_SELECTED TEXT_:
++++++++

The terrorist attacks on Mumbai, India Nov 26 served to highlight the importance of transmission over communication. What do we mean by this? The terrorists, by engineering sustained carnage, provided a media spectacle that delivered us transmission and populism. The Indian and international media unwittingly became a tool that transmitted, for the terrorists, a romantic view of jihad, while the Indian, Pakistani, and international media indulged in political populism that veered to the dangerous. So, for the terrorists the media transmission served as a useful recruiting advert for would-be jihadists while for those on the right and the left it served to transmit their political viewpoints. For example, Barkha Dutt unwittingly stated on a live talk show, “let us all agree to give up some freedoms”. She was furthering the consensus building of an idea that required nuanced debate and discussion. Unfortunately, her objective at a debate got coopted by reactionary voices — a panel of Mumbai elites — who foregrounded her pronouncement with calls such as “let us carpet bomb Pakistan”. As Arundhati Roy argued, there is always a context. On the other hand, some on the left have invoked the rather tenous argument that ties the injustices against Muslim communities in India and elsewhere to the jihadist pathology. Some of the talk by those on the right as well as right-of-centre used the opportunity to plead for imagined and real leaders with fascist tendencies to sweep the Indian society of all its ills. It is in this context that a book by Paul Taylor and Jan Harris makes for compelling reading.
Books on communications and media are generally considered to serve tangible ends; that is to say media and communications books are considered to have some “utility” in the real world of media and communications practice or policy. What then is the significance of your book?

++++++++

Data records
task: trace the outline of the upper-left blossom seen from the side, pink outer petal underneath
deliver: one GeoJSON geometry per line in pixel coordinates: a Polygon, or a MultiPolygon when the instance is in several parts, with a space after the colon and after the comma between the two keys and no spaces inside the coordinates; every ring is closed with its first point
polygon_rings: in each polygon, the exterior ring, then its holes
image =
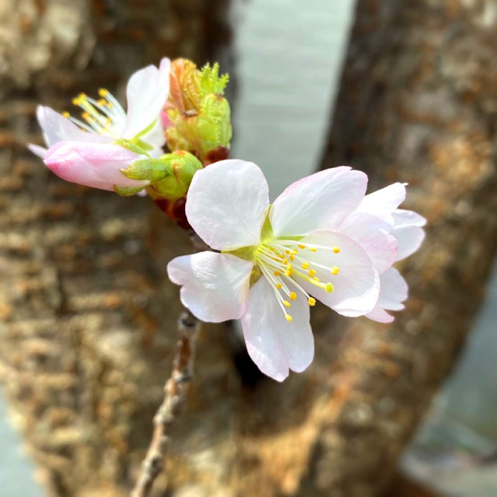
{"type": "Polygon", "coordinates": [[[39,106],[37,118],[48,150],[32,144],[28,148],[67,181],[104,190],[113,190],[114,185],[146,186],[148,181],[129,179],[120,169],[138,159],[164,154],[161,113],[169,93],[169,68],[170,61],[165,58],[159,68],[147,66],[131,76],[126,90],[127,113],[103,88],[98,100],[84,93],[73,99],[83,109],[83,120],[39,106]],[[138,152],[122,146],[126,143],[136,145],[138,152]]]}

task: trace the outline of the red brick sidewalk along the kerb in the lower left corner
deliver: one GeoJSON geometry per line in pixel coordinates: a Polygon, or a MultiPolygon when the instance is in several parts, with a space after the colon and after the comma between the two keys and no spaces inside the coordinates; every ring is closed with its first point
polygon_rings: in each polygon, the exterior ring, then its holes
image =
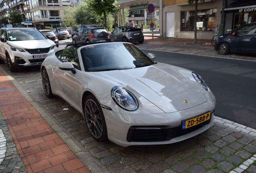
{"type": "Polygon", "coordinates": [[[12,139],[1,120],[0,129],[4,129],[8,140],[0,172],[90,172],[2,71],[0,93],[0,117],[4,118],[19,152],[11,145],[12,139]]]}

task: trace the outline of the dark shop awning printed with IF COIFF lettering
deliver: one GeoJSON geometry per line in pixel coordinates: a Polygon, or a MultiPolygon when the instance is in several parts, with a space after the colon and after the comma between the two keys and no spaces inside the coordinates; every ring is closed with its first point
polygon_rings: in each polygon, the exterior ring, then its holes
{"type": "Polygon", "coordinates": [[[225,13],[256,11],[255,0],[233,0],[225,9],[225,13]]]}

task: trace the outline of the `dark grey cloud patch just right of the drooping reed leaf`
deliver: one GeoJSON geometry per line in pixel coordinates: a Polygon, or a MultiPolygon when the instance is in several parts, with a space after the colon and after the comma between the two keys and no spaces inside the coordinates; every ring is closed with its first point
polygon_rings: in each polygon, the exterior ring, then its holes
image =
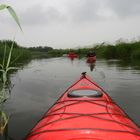
{"type": "Polygon", "coordinates": [[[54,7],[43,7],[34,5],[21,13],[22,23],[29,25],[49,24],[52,22],[63,21],[64,15],[54,7]]]}

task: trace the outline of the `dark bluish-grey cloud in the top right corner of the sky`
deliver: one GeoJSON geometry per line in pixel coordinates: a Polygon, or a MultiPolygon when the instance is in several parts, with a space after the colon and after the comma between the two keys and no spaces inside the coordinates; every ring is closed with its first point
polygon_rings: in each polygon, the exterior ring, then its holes
{"type": "Polygon", "coordinates": [[[140,14],[140,0],[108,0],[107,4],[122,18],[140,14]]]}

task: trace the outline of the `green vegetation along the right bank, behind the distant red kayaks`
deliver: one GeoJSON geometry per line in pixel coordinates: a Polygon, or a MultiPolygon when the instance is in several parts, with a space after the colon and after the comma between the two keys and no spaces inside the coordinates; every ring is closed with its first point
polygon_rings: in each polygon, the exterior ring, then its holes
{"type": "Polygon", "coordinates": [[[52,57],[59,57],[69,52],[75,52],[79,57],[85,57],[90,50],[96,52],[97,58],[132,60],[140,59],[140,41],[118,42],[116,45],[98,44],[94,47],[78,49],[54,49],[48,52],[52,57]]]}

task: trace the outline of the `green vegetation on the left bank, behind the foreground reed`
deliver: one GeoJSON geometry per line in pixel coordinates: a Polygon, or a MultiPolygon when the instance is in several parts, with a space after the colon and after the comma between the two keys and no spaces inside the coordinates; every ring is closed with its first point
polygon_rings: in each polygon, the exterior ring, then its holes
{"type": "Polygon", "coordinates": [[[32,59],[48,58],[48,51],[53,50],[51,47],[30,47],[25,48],[11,40],[0,40],[0,62],[4,57],[4,49],[6,45],[6,57],[10,52],[11,45],[13,44],[11,64],[19,66],[22,63],[27,63],[32,59]]]}

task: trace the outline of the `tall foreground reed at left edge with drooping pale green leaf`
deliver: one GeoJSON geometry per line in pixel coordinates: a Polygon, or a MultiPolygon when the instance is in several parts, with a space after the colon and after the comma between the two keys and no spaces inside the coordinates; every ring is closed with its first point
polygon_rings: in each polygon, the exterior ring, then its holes
{"type": "MultiPolygon", "coordinates": [[[[20,30],[22,31],[19,19],[16,15],[16,12],[14,9],[6,4],[0,4],[0,10],[7,9],[10,15],[13,17],[17,25],[19,26],[20,30]]],[[[14,46],[14,40],[12,42],[12,45],[10,47],[10,51],[8,52],[8,58],[6,58],[6,53],[7,53],[7,45],[5,43],[5,48],[3,52],[3,59],[2,62],[0,63],[0,134],[3,135],[5,127],[8,124],[9,117],[8,115],[2,110],[2,106],[4,102],[9,98],[9,94],[7,92],[7,89],[9,88],[8,84],[8,72],[10,70],[15,70],[17,69],[16,67],[10,66],[11,63],[11,56],[12,56],[12,51],[13,51],[13,46],[14,46]]]]}

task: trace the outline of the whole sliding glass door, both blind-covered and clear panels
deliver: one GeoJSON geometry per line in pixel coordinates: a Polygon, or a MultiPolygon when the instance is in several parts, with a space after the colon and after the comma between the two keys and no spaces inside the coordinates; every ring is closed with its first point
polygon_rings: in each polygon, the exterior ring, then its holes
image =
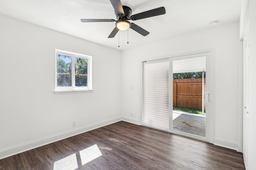
{"type": "Polygon", "coordinates": [[[209,141],[208,57],[143,62],[142,125],[209,141]]]}

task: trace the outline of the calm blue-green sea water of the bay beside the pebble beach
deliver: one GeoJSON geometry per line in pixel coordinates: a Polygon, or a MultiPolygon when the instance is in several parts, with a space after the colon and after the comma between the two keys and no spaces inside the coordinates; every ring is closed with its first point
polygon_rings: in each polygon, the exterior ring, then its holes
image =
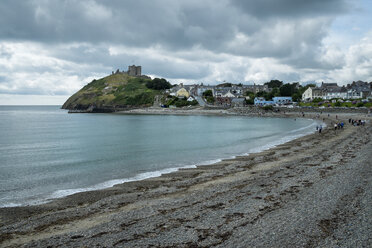
{"type": "Polygon", "coordinates": [[[307,119],[68,114],[0,106],[0,207],[159,176],[315,131],[307,119]]]}

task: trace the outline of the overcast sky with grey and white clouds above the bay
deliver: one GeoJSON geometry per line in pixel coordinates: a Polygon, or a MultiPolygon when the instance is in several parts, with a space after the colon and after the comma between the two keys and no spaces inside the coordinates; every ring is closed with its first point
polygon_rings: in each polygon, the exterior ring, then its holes
{"type": "Polygon", "coordinates": [[[372,0],[1,0],[0,105],[128,65],[175,83],[372,81],[372,0]]]}

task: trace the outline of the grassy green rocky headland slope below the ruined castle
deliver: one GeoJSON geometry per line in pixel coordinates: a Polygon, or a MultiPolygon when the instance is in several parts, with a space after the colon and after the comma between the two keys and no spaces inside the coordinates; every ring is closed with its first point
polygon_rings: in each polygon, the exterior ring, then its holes
{"type": "Polygon", "coordinates": [[[150,106],[159,94],[149,89],[147,77],[132,77],[116,73],[93,80],[73,94],[63,104],[63,109],[72,112],[113,112],[135,106],[150,106]]]}

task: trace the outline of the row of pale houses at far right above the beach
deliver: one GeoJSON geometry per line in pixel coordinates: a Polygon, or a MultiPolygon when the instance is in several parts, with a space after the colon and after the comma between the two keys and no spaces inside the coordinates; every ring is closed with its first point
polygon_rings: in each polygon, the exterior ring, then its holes
{"type": "Polygon", "coordinates": [[[371,83],[357,81],[347,86],[339,87],[337,83],[322,83],[320,87],[310,87],[302,94],[302,101],[312,101],[315,98],[331,100],[360,99],[371,97],[371,83]]]}

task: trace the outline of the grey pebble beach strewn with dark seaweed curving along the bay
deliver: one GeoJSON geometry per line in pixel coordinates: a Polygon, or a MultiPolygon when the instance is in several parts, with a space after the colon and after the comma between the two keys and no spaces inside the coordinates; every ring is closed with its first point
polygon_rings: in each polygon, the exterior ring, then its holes
{"type": "Polygon", "coordinates": [[[0,246],[370,247],[371,124],[347,121],[359,116],[339,113],[346,125],[334,131],[325,113],[322,134],[267,151],[2,208],[0,246]]]}

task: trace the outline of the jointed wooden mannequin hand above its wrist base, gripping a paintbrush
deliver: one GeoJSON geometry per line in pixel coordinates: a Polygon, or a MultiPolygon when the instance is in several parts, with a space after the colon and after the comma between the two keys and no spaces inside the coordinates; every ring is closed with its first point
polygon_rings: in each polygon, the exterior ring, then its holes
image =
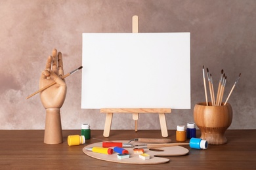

++++++++

_TASK ITEM 1_: List every person named in the commentary on media coverage of the Mumbai attacks.
_TASK ITEM 2_: Continue the commentary on media coverage of the Mumbai attacks from where it stops.

_ANSWER BOX 1_: Barkha Dutt, Arundhati Roy, Paul Taylor, Jan Harris

_ANSWER BOX 2_:
Without wanting to sound mischievous for the sake of it, the main purpose of this book is to show how the attitude you outline is actually not about the act of communication but rather that of transmission. In other words, as you correctly point out, much contemporary writing situated in the disciplinary field of “communications studies” or “media studies” is pitched as providing some practical insights for policy makers or media workers – but from a critical perspective this is a major weakness, not a strength! The substance of communication has become eviscerated. Communication implies an exchange of meaningful knowledge and information whereas transmission is about the efficiency with which data is sent and received. Communications studies tends to overlook the various profound ways in which the contemporary mediascape is all about transmission rather than communication.
For a simple test of this, watch your daily news programme on TV and ask yourself after each story such questions as: what did I learn from that? what was the point of the pictures they used? Why did they use that personalized story of the major players in a political story rather than provide the economic and political context of the event etc. etc. It doesn’t take long to come to the conclusion that a huge amount of screen and print journalism follows unacknowledged rules and regulations that privilege the trivial, the pictorial, and the celebrity-fixated over the deep and ambiguous elements of world culture and politics.
Academic discourse and university departments are disproportionately geared towards training students to work in such a transmission-orientated environment rather than educating them as to how to engage critically with such a system.
You use the term “cultural populism” in your book to critique the field. What is the significance of this term and why should it be paid heed to?
Cultural populism is a shorthand phrase I use to describe uncritical studies of mass media culture that are biased towards celebrating anything that audiences find enjoyable rather than making judgements as to what is more worthwhile than something else – a position that cultural populism tends to label “elitist”. I am often shocked at the bad faith demonstrated by academics pretending that they are not qualified or justified in making intellectual judgements on the quality of popular culture. There is a predominantly left wing tendency to avoid making such judgements in some sort of misguided “solidarity” with the “people”. I have various problems with this. I find it deeply patronising in the sense that it implies that people only deserve what they are given and find enjoyable with the least amount of effort. True intellectual solidarity requires a) a recognition that what makes you an intellectual is that you tend to know more than the average person and have more advanced critical skills – or else, what have you been doing with all your reading? and b) that knowledge should be put to work to argue that people deserve the highest quality popular culture and they are served badly by formulaic, unintelligent, cookie-cutter programming and news reporting.
What are the problems with the study of media and communications in the contemporary age? Or what should students of media and communications keep in consideration while entering the field? Most people conceive of “the banal” as a neutral category – you seem to view it as a powerful political force, can you expand upon this?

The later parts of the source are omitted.